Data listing
- - -
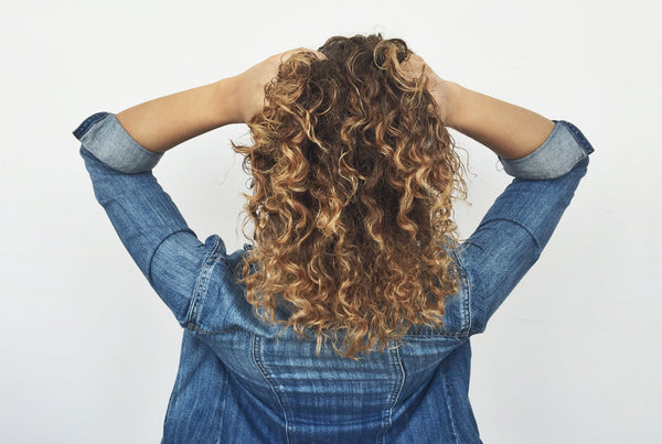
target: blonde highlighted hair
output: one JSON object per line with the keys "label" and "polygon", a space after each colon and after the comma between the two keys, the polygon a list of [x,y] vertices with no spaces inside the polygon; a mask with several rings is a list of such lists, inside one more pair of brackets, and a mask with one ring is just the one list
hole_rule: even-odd
{"label": "blonde highlighted hair", "polygon": [[280,65],[253,145],[233,142],[254,224],[236,278],[261,318],[357,358],[441,325],[460,288],[451,201],[467,197],[465,166],[425,77],[403,68],[404,41],[334,36],[319,51]]}

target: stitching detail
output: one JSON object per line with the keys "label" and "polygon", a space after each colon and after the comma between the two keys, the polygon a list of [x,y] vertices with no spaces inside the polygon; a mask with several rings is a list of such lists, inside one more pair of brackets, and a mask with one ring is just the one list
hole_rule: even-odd
{"label": "stitching detail", "polygon": [[385,412],[385,414],[382,413],[383,416],[384,415],[386,416],[386,423],[384,425],[382,425],[382,430],[380,431],[380,434],[377,435],[378,443],[384,443],[384,437],[386,435],[386,431],[391,427],[391,425],[393,425],[393,408],[395,407],[395,403],[397,402],[401,393],[403,392],[403,387],[405,386],[405,379],[407,378],[407,376],[405,373],[405,368],[403,366],[403,359],[399,354],[399,347],[388,350],[388,354],[392,358],[394,357],[393,355],[395,354],[395,359],[393,361],[393,364],[394,364],[393,368],[396,371],[396,376],[397,376],[397,379],[399,379],[399,383],[396,380],[396,383],[393,388],[393,392],[391,393],[391,400],[388,401],[388,407],[386,409],[386,412]]}
{"label": "stitching detail", "polygon": [[446,376],[441,377],[444,379],[444,398],[446,398],[446,409],[448,409],[448,418],[450,419],[450,426],[451,426],[451,433],[452,433],[452,437],[455,440],[455,442],[458,442],[458,432],[457,432],[457,425],[455,423],[455,419],[452,418],[452,405],[450,404],[450,391],[448,390],[448,380],[446,379]]}
{"label": "stitching detail", "polygon": [[511,219],[506,219],[506,218],[503,218],[503,217],[498,217],[498,218],[485,219],[485,220],[483,220],[482,225],[487,225],[487,223],[494,221],[494,220],[505,220],[505,221],[509,221],[509,223],[511,223],[511,224],[519,225],[520,227],[524,228],[524,231],[528,232],[528,236],[531,236],[531,238],[533,239],[533,242],[535,243],[535,248],[537,249],[537,252],[538,252],[538,253],[541,252],[541,243],[540,243],[540,242],[538,242],[538,240],[535,238],[535,236],[533,235],[533,232],[531,232],[531,230],[528,229],[528,227],[526,227],[526,226],[524,226],[524,225],[520,224],[520,223],[519,223],[519,221],[516,221],[516,220],[511,220]]}
{"label": "stitching detail", "polygon": [[184,326],[186,328],[193,329],[195,332],[204,333],[204,329],[197,326],[197,313],[200,311],[200,305],[202,301],[206,296],[207,283],[210,281],[210,275],[212,274],[212,270],[214,269],[215,261],[211,260],[213,255],[215,253],[218,245],[221,243],[221,238],[217,237],[215,239],[214,247],[210,251],[210,253],[204,258],[202,262],[202,270],[197,275],[195,281],[195,286],[193,289],[193,297],[191,300],[191,305],[189,305],[189,313],[186,314],[186,321]]}
{"label": "stitching detail", "polygon": [[[465,325],[462,328],[460,328],[460,332],[458,334],[458,336],[466,337],[469,335],[469,332],[471,332],[471,290],[472,290],[472,285],[471,285],[471,279],[469,279],[469,271],[467,271],[467,268],[465,267],[465,262],[462,262],[462,259],[460,258],[460,255],[457,253],[457,251],[453,251],[453,252],[455,252],[455,258],[457,260],[458,270],[460,270],[460,278],[465,282],[466,289],[467,289],[467,297],[462,299],[462,301],[461,301],[462,302],[462,322]],[[462,290],[460,290],[460,296],[461,296],[461,292],[462,292]]]}
{"label": "stitching detail", "polygon": [[178,234],[178,232],[190,232],[193,236],[195,236],[195,232],[193,232],[193,230],[191,230],[190,228],[184,228],[184,229],[179,229],[177,231],[172,231],[170,235],[166,236],[163,239],[161,239],[161,241],[159,242],[159,245],[157,246],[157,248],[154,248],[154,251],[152,252],[152,256],[149,258],[149,266],[147,267],[147,278],[149,279],[149,283],[153,284],[153,278],[151,275],[151,264],[154,260],[154,256],[157,256],[157,251],[159,251],[159,248],[161,247],[161,245],[166,241],[166,239],[168,239],[170,236]]}
{"label": "stitching detail", "polygon": [[254,334],[250,335],[252,339],[250,339],[250,357],[253,358],[253,364],[255,365],[255,367],[257,367],[257,369],[259,370],[259,373],[261,375],[261,377],[265,379],[265,381],[269,385],[269,388],[271,389],[271,391],[274,392],[274,394],[276,396],[276,399],[278,400],[278,403],[280,404],[280,408],[282,409],[282,416],[285,419],[285,437],[287,440],[287,443],[290,443],[290,438],[289,438],[289,434],[290,434],[290,429],[289,429],[289,422],[287,419],[287,408],[286,408],[286,403],[282,401],[281,397],[280,397],[280,392],[279,390],[276,389],[276,387],[274,387],[274,382],[271,381],[271,377],[270,373],[267,375],[269,371],[267,370],[267,368],[265,367],[265,365],[263,364],[261,359],[257,358],[257,348],[259,347],[258,344],[261,344],[261,342],[259,340],[259,338]]}
{"label": "stitching detail", "polygon": [[81,138],[83,136],[85,136],[85,133],[87,132],[87,130],[89,130],[96,122],[104,120],[104,118],[106,116],[109,116],[109,112],[106,111],[102,111],[102,112],[96,112],[92,116],[89,116],[87,119],[85,119],[79,126],[78,128],[76,128],[73,132],[74,137],[78,140],[81,140]]}

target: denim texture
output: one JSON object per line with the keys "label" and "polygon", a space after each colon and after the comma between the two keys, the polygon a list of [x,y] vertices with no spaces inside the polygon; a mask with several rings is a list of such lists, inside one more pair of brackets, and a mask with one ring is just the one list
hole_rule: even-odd
{"label": "denim texture", "polygon": [[536,262],[586,174],[594,148],[554,120],[547,140],[500,162],[514,178],[458,251],[463,284],[445,325],[355,361],[260,322],[233,271],[245,243],[200,240],[152,174],[162,154],[115,115],[73,132],[94,195],[183,331],[162,443],[480,443],[468,397],[470,338]]}

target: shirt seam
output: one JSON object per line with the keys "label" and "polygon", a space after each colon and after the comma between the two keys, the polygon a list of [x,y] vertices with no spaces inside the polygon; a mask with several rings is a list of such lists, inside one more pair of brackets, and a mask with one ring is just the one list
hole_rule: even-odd
{"label": "shirt seam", "polygon": [[200,305],[204,301],[207,291],[207,284],[210,281],[210,277],[212,274],[212,270],[216,264],[216,260],[213,259],[218,246],[221,245],[221,238],[217,237],[214,242],[214,247],[211,249],[210,253],[206,255],[202,262],[202,270],[197,274],[197,279],[195,280],[195,286],[193,288],[193,296],[191,299],[191,304],[189,305],[189,312],[186,313],[186,320],[184,322],[184,326],[189,329],[204,333],[205,331],[199,326],[197,314],[200,312]]}
{"label": "shirt seam", "polygon": [[276,389],[274,382],[271,381],[271,378],[267,375],[269,371],[267,370],[267,368],[264,366],[261,358],[258,359],[257,357],[257,348],[258,346],[258,342],[259,338],[257,337],[257,335],[253,334],[252,335],[252,340],[250,340],[250,357],[253,358],[253,364],[255,365],[255,367],[257,368],[257,370],[259,371],[260,376],[264,378],[264,380],[267,382],[267,385],[269,385],[269,388],[271,389],[271,391],[274,392],[274,394],[276,396],[276,400],[278,401],[278,404],[280,404],[280,408],[282,409],[282,416],[285,419],[285,437],[288,444],[290,444],[290,425],[289,425],[289,420],[288,420],[288,409],[287,409],[287,403],[281,399],[281,396],[279,393],[279,390]]}

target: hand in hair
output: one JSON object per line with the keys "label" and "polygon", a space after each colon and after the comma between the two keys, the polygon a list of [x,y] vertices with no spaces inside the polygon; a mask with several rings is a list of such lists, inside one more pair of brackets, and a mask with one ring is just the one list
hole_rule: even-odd
{"label": "hand in hair", "polygon": [[232,77],[236,97],[237,120],[246,123],[263,109],[265,106],[265,86],[278,75],[278,67],[282,62],[287,61],[291,55],[303,51],[316,53],[320,59],[325,58],[318,51],[299,47],[274,54],[242,74]]}
{"label": "hand in hair", "polygon": [[408,75],[409,79],[416,79],[425,75],[427,78],[427,88],[437,102],[437,108],[444,121],[447,126],[451,126],[452,118],[452,105],[455,104],[456,89],[453,82],[445,80],[437,75],[425,63],[423,57],[418,54],[409,54],[409,56],[402,64],[403,69]]}

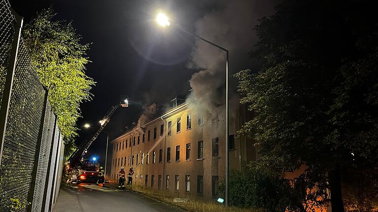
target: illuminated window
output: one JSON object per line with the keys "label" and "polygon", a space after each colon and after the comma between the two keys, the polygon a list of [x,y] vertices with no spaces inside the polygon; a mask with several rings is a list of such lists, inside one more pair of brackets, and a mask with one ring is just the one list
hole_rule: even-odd
{"label": "illuminated window", "polygon": [[190,192],[190,176],[185,175],[185,192]]}
{"label": "illuminated window", "polygon": [[217,157],[219,155],[219,139],[216,137],[213,138],[212,146],[213,146],[213,157]]}
{"label": "illuminated window", "polygon": [[163,136],[163,133],[164,133],[164,125],[161,125],[160,126],[160,136]]}
{"label": "illuminated window", "polygon": [[170,162],[171,161],[171,148],[168,147],[167,148],[167,162]]}
{"label": "illuminated window", "polygon": [[186,159],[190,159],[190,143],[187,144],[187,152],[185,156]]}
{"label": "illuminated window", "polygon": [[197,176],[197,193],[199,195],[203,194],[203,176]]}
{"label": "illuminated window", "polygon": [[176,146],[176,161],[180,161],[180,146]]}
{"label": "illuminated window", "polygon": [[175,175],[175,190],[179,190],[180,182],[179,181],[179,176]]}
{"label": "illuminated window", "polygon": [[198,141],[198,159],[203,158],[203,141]]}
{"label": "illuminated window", "polygon": [[191,115],[188,113],[187,115],[187,130],[191,129]]}
{"label": "illuminated window", "polygon": [[154,128],[154,140],[156,139],[156,137],[158,135],[158,128]]}
{"label": "illuminated window", "polygon": [[168,123],[168,135],[172,134],[172,121]]}
{"label": "illuminated window", "polygon": [[177,123],[176,124],[176,132],[181,131],[181,117],[177,118]]}

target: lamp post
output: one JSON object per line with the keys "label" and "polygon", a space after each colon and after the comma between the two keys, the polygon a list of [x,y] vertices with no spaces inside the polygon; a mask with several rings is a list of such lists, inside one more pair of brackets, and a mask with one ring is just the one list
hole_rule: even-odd
{"label": "lamp post", "polygon": [[[171,23],[169,21],[169,19],[168,19],[168,17],[164,15],[163,13],[159,13],[158,16],[157,16],[156,18],[156,21],[158,22],[158,23],[160,25],[162,26],[165,27],[165,26],[171,26]],[[226,130],[225,130],[225,134],[226,134],[226,137],[225,137],[225,146],[226,146],[226,155],[225,155],[225,206],[226,207],[228,206],[228,196],[229,196],[229,191],[228,191],[228,175],[229,175],[229,161],[228,161],[228,50],[227,49],[221,47],[220,46],[218,46],[217,44],[215,44],[215,43],[210,42],[202,37],[201,37],[196,34],[191,33],[190,32],[188,32],[188,31],[186,31],[182,28],[179,27],[178,26],[174,25],[174,26],[177,28],[178,29],[179,29],[180,30],[188,34],[189,34],[193,37],[194,37],[195,38],[198,38],[200,39],[201,40],[204,41],[209,44],[210,44],[211,45],[216,47],[223,51],[224,51],[226,53],[226,117],[225,117],[225,125],[226,125]]]}
{"label": "lamp post", "polygon": [[[84,127],[86,128],[93,128],[92,127],[91,127],[91,125],[90,125],[89,124],[86,124],[84,125]],[[109,142],[109,133],[107,132],[106,131],[102,131],[101,132],[103,132],[106,133],[106,152],[105,153],[105,175],[106,175],[106,164],[107,163],[107,160],[108,160],[108,144]]]}

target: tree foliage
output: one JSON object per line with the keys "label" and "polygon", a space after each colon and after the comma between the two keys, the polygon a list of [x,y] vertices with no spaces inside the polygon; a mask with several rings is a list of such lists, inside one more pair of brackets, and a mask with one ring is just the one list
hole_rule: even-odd
{"label": "tree foliage", "polygon": [[72,142],[77,134],[80,104],[91,99],[94,82],[85,73],[89,45],[81,43],[70,24],[54,20],[55,15],[51,8],[39,13],[25,26],[23,37],[41,82],[49,89],[62,133]]}
{"label": "tree foliage", "polygon": [[336,167],[377,165],[374,8],[366,0],[285,0],[255,28],[251,55],[261,68],[235,75],[241,102],[255,114],[239,135],[253,138],[263,156],[283,158],[285,171],[305,164],[300,178],[317,188],[308,196],[315,200]]}

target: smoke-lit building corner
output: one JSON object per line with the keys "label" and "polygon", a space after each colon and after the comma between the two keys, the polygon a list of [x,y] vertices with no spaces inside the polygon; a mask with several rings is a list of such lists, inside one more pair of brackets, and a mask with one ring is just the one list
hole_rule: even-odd
{"label": "smoke-lit building corner", "polygon": [[[252,142],[234,136],[251,118],[238,99],[230,102],[230,170],[258,158]],[[121,166],[126,172],[132,167],[134,185],[174,197],[216,200],[225,175],[225,113],[224,101],[210,105],[209,100],[192,92],[172,100],[168,109],[147,107],[136,126],[112,141],[111,179],[118,180]]]}

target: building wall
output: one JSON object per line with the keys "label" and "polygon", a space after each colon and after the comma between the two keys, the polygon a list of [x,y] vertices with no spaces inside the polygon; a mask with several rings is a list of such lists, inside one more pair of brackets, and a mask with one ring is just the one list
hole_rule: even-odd
{"label": "building wall", "polygon": [[[113,157],[111,176],[118,180],[118,173],[120,167],[125,166],[127,173],[129,166],[134,168],[135,174],[133,183],[141,186],[152,187],[154,189],[164,189],[173,196],[180,198],[190,198],[205,201],[215,200],[218,197],[217,184],[224,180],[225,173],[225,125],[224,116],[214,116],[207,113],[192,111],[185,104],[179,106],[168,111],[161,117],[147,123],[142,127],[135,128],[112,141]],[[243,110],[243,109],[242,110]],[[239,118],[240,115],[230,117],[229,134],[233,134],[240,129],[244,120]],[[187,117],[191,117],[191,127],[188,128]],[[199,124],[199,118],[203,117],[202,123]],[[177,130],[178,118],[181,118],[181,130]],[[171,133],[169,131],[168,123],[172,123]],[[160,126],[163,126],[163,132],[160,134]],[[154,129],[157,128],[157,137],[154,139]],[[150,132],[150,140],[148,141],[148,132]],[[145,134],[145,141],[143,142],[143,134]],[[138,136],[140,142],[138,144]],[[133,144],[134,137],[135,143]],[[216,153],[216,142],[218,138],[218,156]],[[130,142],[131,141],[131,146]],[[126,146],[126,143],[127,145]],[[234,148],[229,150],[230,169],[239,169],[241,160],[256,159],[254,147],[251,141],[244,138],[235,139]],[[199,156],[199,143],[203,144],[203,156]],[[189,156],[187,157],[187,145],[190,144]],[[117,149],[118,145],[118,149]],[[121,146],[121,147],[120,147]],[[176,147],[179,146],[180,157],[176,160]],[[167,148],[170,148],[170,160],[167,161]],[[159,151],[161,150],[162,161],[159,161]],[[213,150],[214,153],[213,153]],[[155,163],[153,162],[153,153],[156,151]],[[139,162],[136,161],[137,155]],[[143,159],[142,156],[144,156]],[[149,162],[147,158],[149,155]],[[132,156],[134,162],[132,164]],[[126,158],[126,163],[125,163]],[[120,159],[119,165],[118,159]],[[152,175],[154,176],[152,185]],[[159,176],[161,175],[160,186],[159,187]],[[166,179],[169,175],[169,186],[167,188]],[[176,189],[175,176],[179,176],[178,189]],[[146,177],[148,176],[147,185]],[[197,192],[198,176],[202,176],[203,192]],[[189,190],[187,191],[186,176],[189,176]],[[201,177],[199,177],[200,178]],[[215,193],[213,193],[215,192]]]}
- - -
**Required task:** Extract every line from the rows above that contains the string "target".

**Written response:**
target: blonde highlighted hair
target: stitching detail
target: denim texture
target: shirt seam
target: hand in hair
target: illuminated window
target: lamp post
target: tree foliage
target: smoke-lit building corner
target: building wall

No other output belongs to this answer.